3D Hand Pose Retrieval Using ISOSOM

Haiying Guan, Feris S. Rogerio, and Matthew Turk


we propose Isometric Self-Organizing Map (ISOSOM) and Hierarchical-ISOSOM (H-ISOSOM) algorithm for manifold learning and representation. We apply the algorithms to the 3D hand pose estimation problem.

Firstly, we describe an appearance-based 3D hand posture estimation approach. With a realistic 3D model of the hand, we generate a large synthetic image data set with the hand configurations and camera poses ground truth by the analysis by synthesis method. The data set can be used for exemplar-based hand posture and pose retrieval. Given the query hand image, by comparing the real hand image with the synthetic images, the best match may not be the correct solution. Because the occlusion problem, a hand image, in most of cases, could be generated by different hand configurations. In addition, if the feature is used to represent the hand image, different hand images may have the same feature. Thus, the algorithm outputs a set of possible candidates, instead of a single solution to resolve the ambiguity problem. Finally, the algorithm determines a ranked set of possible hand posture candidates, along with the camera relative rotation parameters, based on an image retrieval algorithm.

Secondly, due to the large scale of synthetic database, it is inefficient to do the exhausted search on the whole dataset. In order to improve the retrieval efficiency, we'd like to model the hand manifold, which is a complex, extremely non-linear, large scale, high-dimensional manifold composed of three components: hand image features, hand postures, and hand poses, by a concise, organized representation using ISOSOM and H-ISOSOM algorithm.

Thirdly, in order to represent the hand image robustly, we use depth edge detector with the multi-flash camera to obtain hand shape in complex background. Finally, we compare our approach with current well-known approaches with synthetic and real hand images in the experiments. The results shows that our approach is the best one.


1.1 Motivation

Numerous researchers and inventors dedicating to human computer  interface design are seeking for good interaction candidates, which directly and effortlessly transfer human ideas and intentions to the computer. Compared with other high DOF 3D input devices, hand gestures provide abundant degrees of freedom (DOF) and are natural and intuitive for communication. Hands are capable of performing  countless actions, such as pointing, grabbing, throwing, reaching, and pushing. Hands also play a very important role in interactions with objects and people. Hand gestures are used to express ideas, communicate with others, and show people's intentions and feelings. For example, we grasp objects we want to explore; we wave at familiar faces; we express happiness, and the satisfaction of achievement with "OK" or "Victory" gestures; we use the "Call me"  gesture (to bend three middle fingers and extend thumb and little finger) for keeping in touch. Gesture is a deeply rooted part of human communication. Such advantages make gesture the most remarkable candidate for interactive interfaces. Hand gesture is a potential input modality for the next generation 3D (or even higher) free-form input interfaces.

Visual sensing provides a passive and non-intrusive way for computers to acquire gesture input information. Visual modality is natural, untethered, and inexpensive. To make gesture interface widely applicable, we must explore how a vision system should be designed to model, detect, analyze and recognize gestures. Visual modeling the hand manifold and estimating hand posture and pose is a vital task for gesture interpretation. The problem of exemplar-based posture and pose estimation, which is even beyond the scope of multi-classification task, is an unsolved problem. The core task is to learn the super nonlinear mapping between the hand configuration space and the image feature space, which is very difficult and challenging.

* **DATA ENTRIES**

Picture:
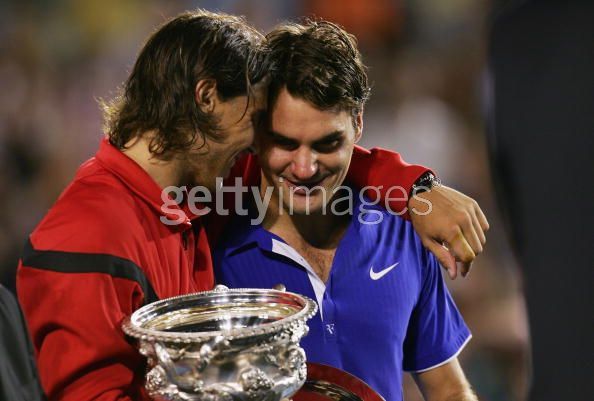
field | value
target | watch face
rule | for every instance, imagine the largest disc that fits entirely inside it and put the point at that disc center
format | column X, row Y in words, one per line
column 326, row 383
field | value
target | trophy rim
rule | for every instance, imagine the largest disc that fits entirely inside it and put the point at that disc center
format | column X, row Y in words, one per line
column 132, row 324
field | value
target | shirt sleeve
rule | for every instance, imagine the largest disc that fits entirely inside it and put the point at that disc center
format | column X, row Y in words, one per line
column 436, row 333
column 75, row 322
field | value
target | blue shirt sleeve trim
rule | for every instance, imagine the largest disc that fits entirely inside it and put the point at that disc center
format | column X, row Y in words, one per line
column 462, row 340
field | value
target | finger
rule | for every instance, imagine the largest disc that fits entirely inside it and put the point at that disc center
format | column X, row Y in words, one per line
column 471, row 236
column 444, row 257
column 481, row 217
column 465, row 268
column 478, row 229
column 460, row 248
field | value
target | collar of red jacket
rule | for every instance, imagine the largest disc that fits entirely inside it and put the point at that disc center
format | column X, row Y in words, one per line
column 142, row 184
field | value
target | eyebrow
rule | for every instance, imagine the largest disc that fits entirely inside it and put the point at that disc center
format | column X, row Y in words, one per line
column 325, row 139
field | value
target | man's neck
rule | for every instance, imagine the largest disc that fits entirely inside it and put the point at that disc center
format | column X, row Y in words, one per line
column 318, row 230
column 164, row 172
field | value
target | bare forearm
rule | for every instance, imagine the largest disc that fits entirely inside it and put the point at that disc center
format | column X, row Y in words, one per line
column 466, row 395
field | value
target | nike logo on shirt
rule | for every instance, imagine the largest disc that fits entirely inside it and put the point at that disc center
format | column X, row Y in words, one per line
column 381, row 273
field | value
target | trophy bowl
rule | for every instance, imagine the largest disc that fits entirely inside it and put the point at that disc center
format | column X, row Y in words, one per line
column 224, row 344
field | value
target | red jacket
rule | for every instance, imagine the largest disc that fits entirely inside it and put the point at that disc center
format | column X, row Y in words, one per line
column 101, row 252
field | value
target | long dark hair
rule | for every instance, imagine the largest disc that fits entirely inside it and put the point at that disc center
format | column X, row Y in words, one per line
column 159, row 93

* **WORK TO COMPLETE**
1 > In the hand pose retrieval text, what camera is used with the depth edge detector to obtain hand shape in complex backgrounds?
2 > Continue the hand pose retrieval text from where it stops.

* **ANSWERS TO THE EXERCISE**
1 > A multi-flash camera.

2 >
1.2 Introduction

In this research, we take an image retrieval approach based on analysis by synthesis method. The system diagram is shown in Figure 1. It utilizes a 3D realistic hand model and renders it from different viewpoints to generate synthetic hand images. A set of possible candidates is found by comparing the real hand image with the synthesis images. The ground truth labels of the retrieved matches are used as hand pose candidates. 

Figure 1. The system diagram for appearance-based hand posture recognition system

The hand is modeled as a 3D articulated object with 21 DOF of the joint angles (hand configuration) and 6 DOF of global rotation and translations. A hand pose is defined by a hand configuration augmented by the 3 DOF global rotation parameters. The main problem of analysis by synthesis is the complexity in such a high dimension space. The size of the synthesis database grows exponentially with respect to the parameter's accuracy. Even though the articulation of the hand is highly constrained, the complexity is still intractable for both database processing and image retrieval. 

We formulate hand pose reconstruction as a nonlinear manifold representation problem. Next, we present ISOSOM algorithm and the hierarchical version (H-ISOSOM) and learn the complex, high dimensional manifold with the proposed ISOSOM algorithm.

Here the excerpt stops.